→ Your instructions
Reproduce the entries exactly. Omit none of them.

** Available data follows **

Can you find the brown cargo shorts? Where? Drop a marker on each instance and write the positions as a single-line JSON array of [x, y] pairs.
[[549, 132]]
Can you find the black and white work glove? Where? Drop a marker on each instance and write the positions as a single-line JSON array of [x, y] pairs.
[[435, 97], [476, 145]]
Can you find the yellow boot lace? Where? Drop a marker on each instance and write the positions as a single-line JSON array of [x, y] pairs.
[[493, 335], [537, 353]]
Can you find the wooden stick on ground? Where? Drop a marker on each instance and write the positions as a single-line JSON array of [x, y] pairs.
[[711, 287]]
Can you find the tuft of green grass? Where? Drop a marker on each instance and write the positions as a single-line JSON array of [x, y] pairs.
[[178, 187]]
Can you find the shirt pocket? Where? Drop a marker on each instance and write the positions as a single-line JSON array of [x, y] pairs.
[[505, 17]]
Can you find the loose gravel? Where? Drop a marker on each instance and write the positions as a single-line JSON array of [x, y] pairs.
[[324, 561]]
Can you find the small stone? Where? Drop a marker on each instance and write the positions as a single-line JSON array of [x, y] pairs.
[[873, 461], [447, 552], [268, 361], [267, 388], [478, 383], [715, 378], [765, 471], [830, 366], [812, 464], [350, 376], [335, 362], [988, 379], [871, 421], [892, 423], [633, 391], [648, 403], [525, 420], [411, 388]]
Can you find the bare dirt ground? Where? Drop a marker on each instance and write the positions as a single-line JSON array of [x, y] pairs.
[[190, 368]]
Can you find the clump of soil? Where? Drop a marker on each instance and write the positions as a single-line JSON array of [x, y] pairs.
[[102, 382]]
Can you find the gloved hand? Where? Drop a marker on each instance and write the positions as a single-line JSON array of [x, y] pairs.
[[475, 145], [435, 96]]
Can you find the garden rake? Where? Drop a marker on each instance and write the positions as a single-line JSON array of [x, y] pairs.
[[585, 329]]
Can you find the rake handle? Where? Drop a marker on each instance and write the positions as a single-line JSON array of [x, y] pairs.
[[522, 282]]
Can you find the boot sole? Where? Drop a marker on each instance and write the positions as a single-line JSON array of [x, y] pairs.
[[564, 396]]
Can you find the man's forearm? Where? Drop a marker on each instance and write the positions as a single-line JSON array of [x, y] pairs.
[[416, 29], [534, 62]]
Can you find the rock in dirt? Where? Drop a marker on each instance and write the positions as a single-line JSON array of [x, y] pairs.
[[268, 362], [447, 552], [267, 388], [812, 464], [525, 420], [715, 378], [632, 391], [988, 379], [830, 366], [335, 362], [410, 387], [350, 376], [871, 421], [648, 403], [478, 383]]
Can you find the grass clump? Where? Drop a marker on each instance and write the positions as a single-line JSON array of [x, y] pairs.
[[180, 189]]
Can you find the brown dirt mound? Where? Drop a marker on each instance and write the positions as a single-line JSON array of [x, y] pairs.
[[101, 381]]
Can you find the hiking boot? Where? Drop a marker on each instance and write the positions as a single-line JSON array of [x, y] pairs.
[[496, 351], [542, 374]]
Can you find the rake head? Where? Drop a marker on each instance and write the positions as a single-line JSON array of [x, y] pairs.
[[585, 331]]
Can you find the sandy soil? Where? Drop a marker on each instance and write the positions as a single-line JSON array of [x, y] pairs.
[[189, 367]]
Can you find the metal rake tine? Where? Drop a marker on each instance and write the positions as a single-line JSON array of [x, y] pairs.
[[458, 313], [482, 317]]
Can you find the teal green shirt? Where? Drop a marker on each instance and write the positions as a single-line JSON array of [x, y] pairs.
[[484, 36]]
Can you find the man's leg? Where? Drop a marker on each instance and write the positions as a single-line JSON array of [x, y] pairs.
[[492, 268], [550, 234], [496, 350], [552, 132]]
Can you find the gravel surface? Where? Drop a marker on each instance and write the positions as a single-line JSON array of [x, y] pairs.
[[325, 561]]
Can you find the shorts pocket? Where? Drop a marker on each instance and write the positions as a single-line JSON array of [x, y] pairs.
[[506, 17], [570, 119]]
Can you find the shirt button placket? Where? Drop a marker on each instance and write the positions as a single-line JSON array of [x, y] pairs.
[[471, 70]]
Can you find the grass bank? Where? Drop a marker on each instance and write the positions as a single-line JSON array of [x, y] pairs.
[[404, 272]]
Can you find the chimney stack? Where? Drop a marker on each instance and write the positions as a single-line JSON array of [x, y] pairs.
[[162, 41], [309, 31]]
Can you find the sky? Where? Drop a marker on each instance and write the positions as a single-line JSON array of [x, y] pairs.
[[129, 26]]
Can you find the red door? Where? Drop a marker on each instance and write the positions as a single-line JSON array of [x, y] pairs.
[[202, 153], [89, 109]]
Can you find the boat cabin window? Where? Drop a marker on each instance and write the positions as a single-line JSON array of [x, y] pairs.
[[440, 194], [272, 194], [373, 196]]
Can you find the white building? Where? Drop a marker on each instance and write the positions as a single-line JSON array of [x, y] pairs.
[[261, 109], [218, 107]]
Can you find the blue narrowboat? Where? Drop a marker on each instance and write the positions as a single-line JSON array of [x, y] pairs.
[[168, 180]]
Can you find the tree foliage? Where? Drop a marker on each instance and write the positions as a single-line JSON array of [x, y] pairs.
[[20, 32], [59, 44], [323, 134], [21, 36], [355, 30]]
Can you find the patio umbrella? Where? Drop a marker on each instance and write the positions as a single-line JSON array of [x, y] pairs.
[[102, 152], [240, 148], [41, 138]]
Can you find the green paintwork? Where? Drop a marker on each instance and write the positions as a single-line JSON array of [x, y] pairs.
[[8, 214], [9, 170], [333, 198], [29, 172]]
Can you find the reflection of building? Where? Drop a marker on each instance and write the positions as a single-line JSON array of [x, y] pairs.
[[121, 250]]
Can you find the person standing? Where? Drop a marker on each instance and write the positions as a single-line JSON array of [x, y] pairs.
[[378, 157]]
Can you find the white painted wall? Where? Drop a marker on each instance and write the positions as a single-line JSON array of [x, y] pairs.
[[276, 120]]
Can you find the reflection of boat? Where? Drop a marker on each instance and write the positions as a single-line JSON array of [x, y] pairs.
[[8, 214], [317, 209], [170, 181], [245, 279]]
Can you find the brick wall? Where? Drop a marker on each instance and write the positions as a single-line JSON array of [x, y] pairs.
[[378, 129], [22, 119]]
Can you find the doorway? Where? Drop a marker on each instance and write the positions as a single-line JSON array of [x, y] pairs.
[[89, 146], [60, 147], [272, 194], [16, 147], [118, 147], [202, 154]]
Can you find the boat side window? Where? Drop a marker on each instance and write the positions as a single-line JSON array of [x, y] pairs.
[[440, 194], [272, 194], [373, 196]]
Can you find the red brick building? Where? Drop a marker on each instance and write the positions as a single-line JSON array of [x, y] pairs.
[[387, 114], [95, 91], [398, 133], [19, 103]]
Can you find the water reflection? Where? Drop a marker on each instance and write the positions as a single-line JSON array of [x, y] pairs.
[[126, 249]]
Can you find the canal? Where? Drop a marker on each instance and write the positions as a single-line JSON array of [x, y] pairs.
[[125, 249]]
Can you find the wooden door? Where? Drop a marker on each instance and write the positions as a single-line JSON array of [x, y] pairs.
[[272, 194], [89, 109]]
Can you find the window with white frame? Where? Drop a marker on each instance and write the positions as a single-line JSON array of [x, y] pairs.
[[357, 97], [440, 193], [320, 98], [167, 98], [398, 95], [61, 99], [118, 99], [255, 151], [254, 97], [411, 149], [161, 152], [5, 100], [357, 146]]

** End of Available data **

→ Response to the exercise
Can you find the brown cargo shorts? Where? Drop a marker on each instance and write the positions as a single-line JSON array of [x, y] pairs.
[[549, 132]]
Can you find the black and white work glove? Where? Drop a marker on each instance and write the positions as a single-line JSON array of [x, y] pairs.
[[435, 97], [476, 145]]
Can you find the yellow boot lace? Where? Drop a marker on each instance and write the positions as a single-line JSON array of [x, y] pairs.
[[493, 335], [537, 353]]
Can you find the wooden stick on ground? Where? Drop a marker on each instance and write the positions as a single-line JSON array of [x, y] pairs.
[[711, 287]]
Can you find the tuft of green grass? Where? Drop a marker on each instance and write the positions as a single-line JSON array of [x, y] pairs.
[[178, 187]]
Can you find the shirt pocket? Where? Drop a marker on each instance and write the positions as a single-line JSON array of [x, y] pairs.
[[505, 17]]
Can you find the loose gravel? Where? Drop a marker on each instance and write the positions as a single-line JSON array of [x, y] pairs.
[[324, 561]]
Can you find the small stone? Where? Drop a marker on each instance and write the positions as a single-line JSON array of [x, y] pairs.
[[873, 461], [447, 552], [268, 361], [267, 388], [478, 383], [715, 378], [765, 471], [830, 366], [812, 464], [350, 376], [335, 362], [988, 379], [871, 421], [892, 423], [633, 391], [648, 403], [525, 420], [411, 388]]
Can you find the bare dirt ground? Where? Drop a marker on each instance and write the positions as a single-line JSON array of [x, y] pairs.
[[190, 368]]
Can you find the clump of soil? Where? Drop a marker on each instance and write the positions as a single-line JSON array of [x, y] pairs.
[[102, 382]]
Can you find the gloved hand? Where? Drop a marker on each instance and write the positions as a single-line JSON array of [x, y] pairs.
[[475, 145], [435, 96]]
Can you find the garden rake? Where? Drop a marker on each instance and write the positions as a single-line JSON array of [x, y] pairs.
[[585, 329]]
Can you find the rake handle? Where? Drop a marker on each instance and write the positions as a single-line JSON array of [x, y] pairs.
[[522, 282]]
Can you find the boot sole? Where? Drop a marker on each instance and write the positions as a single-line JSON array of [x, y] pairs.
[[564, 396]]
Can you find the man's forearm? Where? Drop a marker on each instance and write the positions as a single-line JSON array of [x, y] pairs.
[[416, 29], [534, 62]]
Can you find the rock in dirt? Where? Drop a marker on each instance and write the positions as a single-line JSON array of [x, y] pairs.
[[268, 362], [447, 552], [267, 388], [812, 464], [525, 420], [715, 378], [632, 391], [988, 379], [830, 366], [335, 362], [410, 387], [350, 376], [871, 421], [648, 403], [478, 383]]
Can you find the grass clump? Where? Drop a marker on each instance and write the positions as a single-line JSON array of [x, y] pairs.
[[180, 189]]
Can you find the brown dirt mound? Where? Drop a marker on each instance and write the positions as a single-line JSON array of [x, y] pairs.
[[101, 381]]
Can you find the hiking boot? Where? Drop a marker on each instance and write the positions as a single-line JSON array of [x, y] pairs.
[[496, 351], [542, 374]]
Can you find the rake head? Where? Drop a marker on each instance and write the positions as a single-line JSON array of [x, y] pairs.
[[585, 331]]
Can you find the sandy soil? Where? Drop a marker on each instance and write the positions as a single-line JSON array of [x, y] pairs.
[[189, 367]]
Can you find the metal rake tine? Where? Drop a marker on each instance and write the positions as a single-line JSON array of [x, y] pairs.
[[458, 313], [482, 317]]
Can you find the teal green shirt? Where? Drop a marker on each instance and write the positions as a single-line JSON array of [x, y] pairs.
[[484, 36]]
Can you find the man's leg? Where? Drop a marker on each instance and write the positions as a single-line JSON array of [x, y] pairs.
[[492, 268], [550, 234], [496, 350], [552, 132]]
Can you find the gravel surface? Where? Drop a marker on each instance and write the positions as a single-line JSON array of [x, y] pairs.
[[325, 561]]
Can you find the shorts pocket? Where? Drop a marker on each instance and write the positions as a single-line JSON array of [x, y] pairs.
[[506, 17], [570, 119]]
Can you find the shirt button placket? Where? Drop a marker on each instance and write the positions as a single-line JSON array of [x, y] pairs.
[[471, 70]]
Can you find the grass bank? Where? Drop a marker on each instance and write the positions as a single-line JSON array of [x, y] pairs.
[[404, 272]]
Can you find the chimney stack? Where? Drop a marker on each instance and write the positions as a single-line JSON array of [x, y] pairs.
[[162, 41], [309, 31]]
Can you find the sky? Where? Drop a marker on each instance and write the positions as a single-line JSON array of [x, y] pairs.
[[129, 26]]
Can you find the red door? Where? Drop a marker on each instance and write the positions as a single-line JSON array of [x, y] pairs.
[[202, 153], [89, 109]]
Can you find the boat cabin window? Where? Drop a marker on each instance and write the positions as a single-line JSON array of [x, y] pairs.
[[440, 194], [272, 194], [373, 196]]
Can you find the white building? Where? Drop a marker on each instance and write the positions as a single-line JSON array of [x, y] pairs.
[[261, 109], [218, 107]]
Can you find the blue narrowboat? Where? Drop a marker on each instance and write the positions as a single-line JSON array of [x, y] pairs.
[[168, 180]]
Can you find the tree foliage? Where? Drop a marker on each instance and write the positions as a single-line JSON array of [x, y] pairs.
[[20, 32], [59, 44], [323, 134], [21, 36], [355, 30]]
Can you find the patio umbrella? Where? Drop a marker on each instance and write the positions as a single-line JSON array of [x, y] pairs.
[[102, 152], [240, 148], [41, 138]]
Can you find the green paintwork? Where? Drop a marker on each instance and write the positions as a single-line JSON array of [x, y] pairs.
[[8, 214], [9, 170], [333, 198], [29, 172]]
Can you find the reflection of building? Where? Drop a marker on each instance and write the positions as a single-line JSON array of [x, y] pairs.
[[121, 250]]
Can you find the person standing? Where? Drop a marker on each instance and write the positions as a single-line JSON array of [x, y] pairs.
[[378, 157]]
Can you find the white painted wall? Where? Drop a marker on each instance and write the positions as a single-line JSON array of [x, y] pairs.
[[276, 120]]
Can you find the reflection of boat? Where? Drop a marker on each instance and write the positions as a single-line JSON array of [x, y] pairs.
[[8, 214], [317, 209], [170, 181], [245, 279]]
Can you find the brick wall? Where? Drop a marker on each instance and write the positions as a single-line JSON array of [x, y] pairs.
[[378, 129], [22, 119]]
Can you find the doorway? Where? Drop a marker on each instance and write the positions as a single-line JSON array of [x, y] pairs.
[[89, 146], [60, 147], [272, 194], [16, 147], [118, 147], [202, 154]]
Can you find the boat side window? Where? Drop a marker on each instance and write the positions as a single-line JSON array of [x, y] pairs.
[[440, 194], [272, 194], [373, 196]]
Can you find the red brick building? Where? Drop a marker on each instance and write the positions as a single-line JSON array of [x, y] pairs.
[[387, 114], [95, 91], [398, 133], [19, 103]]
Can you find the water reflection? Where? Drop a marker on each instance and write the positions as a single-line JSON array of [x, y] pairs.
[[126, 249]]
Can you find the canal? Where? Drop a marker on each instance and write the positions as a single-line JSON array of [x, y] pairs.
[[125, 249]]
Can you find the wooden door? Where? Drop a marker on each instance and write the positions as a single-line JSON array of [x, y] pairs.
[[272, 194], [89, 109]]
Can you find the window with white frame? Where? Drop a marker on each instance and write the positions as a single-line JSON array of [x, y] pairs.
[[357, 97], [440, 193], [320, 98], [167, 98], [398, 95], [61, 99], [118, 99], [255, 151], [254, 97], [411, 149], [161, 152], [5, 100], [357, 146]]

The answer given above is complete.